=== PROBLEM DESCRIPTION ===
Rescale the part of the items below that opens with the line containing "Could you please locate the reflective" and runs through the end of the items. Give every line of that part again, changing only the coordinates in the answers: multiply each by 2.4 and round to a whole number, with halves rounded up.

=== LISTED ENTRIES ===

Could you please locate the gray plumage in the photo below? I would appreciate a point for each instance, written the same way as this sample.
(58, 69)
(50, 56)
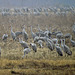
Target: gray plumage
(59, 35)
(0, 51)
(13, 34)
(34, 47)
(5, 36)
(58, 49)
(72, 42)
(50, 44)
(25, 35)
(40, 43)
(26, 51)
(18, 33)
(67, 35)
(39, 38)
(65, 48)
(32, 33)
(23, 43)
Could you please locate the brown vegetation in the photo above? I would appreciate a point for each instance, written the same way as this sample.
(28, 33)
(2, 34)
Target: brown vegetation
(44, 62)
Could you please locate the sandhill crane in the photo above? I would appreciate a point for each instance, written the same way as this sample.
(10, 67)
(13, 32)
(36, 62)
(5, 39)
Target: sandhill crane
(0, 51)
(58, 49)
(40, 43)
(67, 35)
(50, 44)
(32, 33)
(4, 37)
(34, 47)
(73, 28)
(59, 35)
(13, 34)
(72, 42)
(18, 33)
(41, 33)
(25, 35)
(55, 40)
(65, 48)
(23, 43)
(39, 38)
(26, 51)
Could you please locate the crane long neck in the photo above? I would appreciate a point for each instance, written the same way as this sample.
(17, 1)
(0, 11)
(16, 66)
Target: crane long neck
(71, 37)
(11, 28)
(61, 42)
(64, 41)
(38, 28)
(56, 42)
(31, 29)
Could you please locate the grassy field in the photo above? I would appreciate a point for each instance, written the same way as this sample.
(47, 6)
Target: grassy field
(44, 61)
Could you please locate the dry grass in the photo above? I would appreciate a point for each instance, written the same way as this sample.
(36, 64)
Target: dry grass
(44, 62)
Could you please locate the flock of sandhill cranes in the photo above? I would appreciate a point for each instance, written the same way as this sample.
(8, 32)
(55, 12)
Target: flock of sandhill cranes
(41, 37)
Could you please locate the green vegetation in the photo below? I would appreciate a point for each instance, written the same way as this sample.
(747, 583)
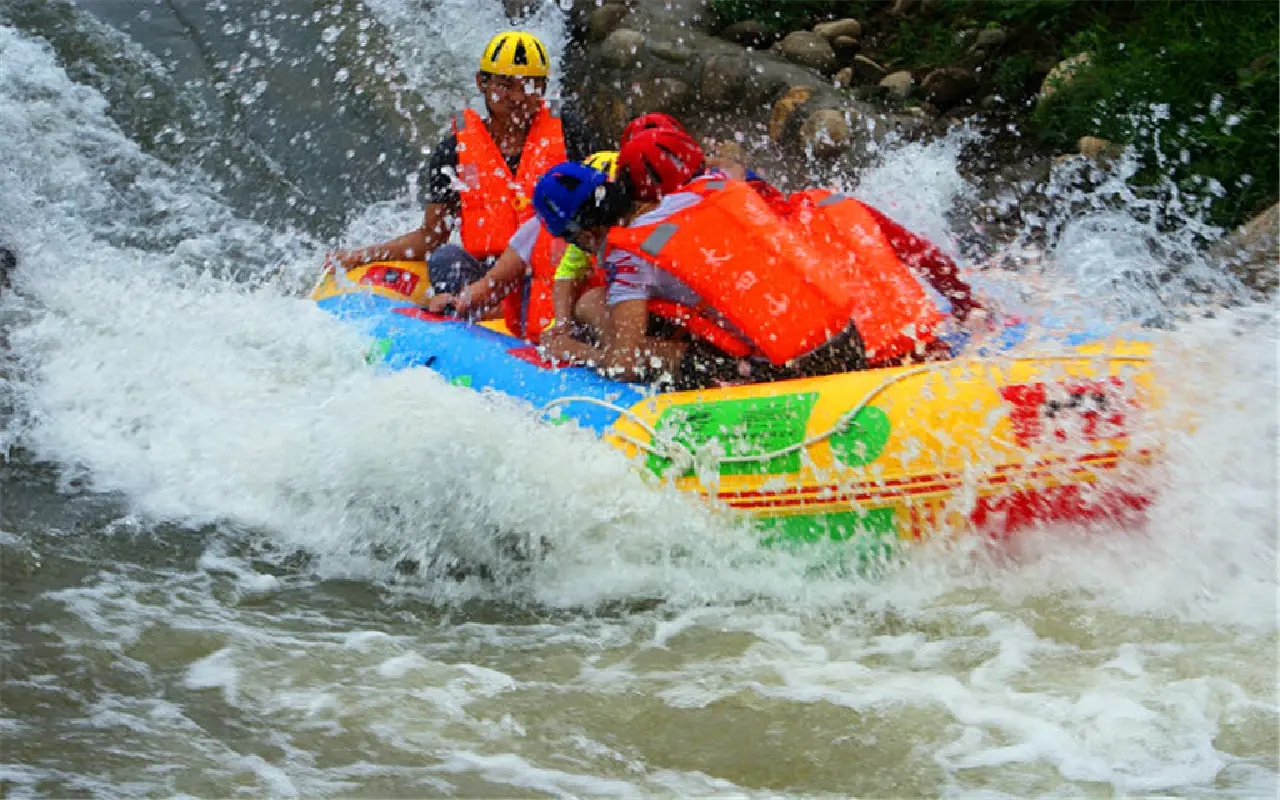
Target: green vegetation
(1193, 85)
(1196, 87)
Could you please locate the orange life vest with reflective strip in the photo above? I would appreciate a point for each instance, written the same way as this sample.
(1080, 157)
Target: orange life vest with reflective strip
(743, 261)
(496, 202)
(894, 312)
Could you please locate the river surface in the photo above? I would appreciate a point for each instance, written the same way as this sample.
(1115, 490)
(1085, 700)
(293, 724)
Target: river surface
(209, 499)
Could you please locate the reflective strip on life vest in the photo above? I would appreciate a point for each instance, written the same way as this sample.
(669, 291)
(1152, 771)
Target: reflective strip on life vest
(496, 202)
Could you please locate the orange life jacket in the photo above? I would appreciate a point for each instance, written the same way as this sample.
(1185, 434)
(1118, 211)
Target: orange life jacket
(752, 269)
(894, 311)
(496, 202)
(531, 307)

=== RESULT ===
Could you please locate the reflective strip on life vest in the photo above? I would appreciate a point for each instance, written the same way as this sample.
(669, 291)
(1152, 771)
Target: reflective strip on life vest
(1190, 485)
Could you please locate the orange life jacket in the photo above? I would appreciate a point for each instance, written the same way as this sample.
(1185, 434)
(1118, 211)
Target: orange life jacket
(1805, 646)
(2146, 746)
(1190, 485)
(1274, 737)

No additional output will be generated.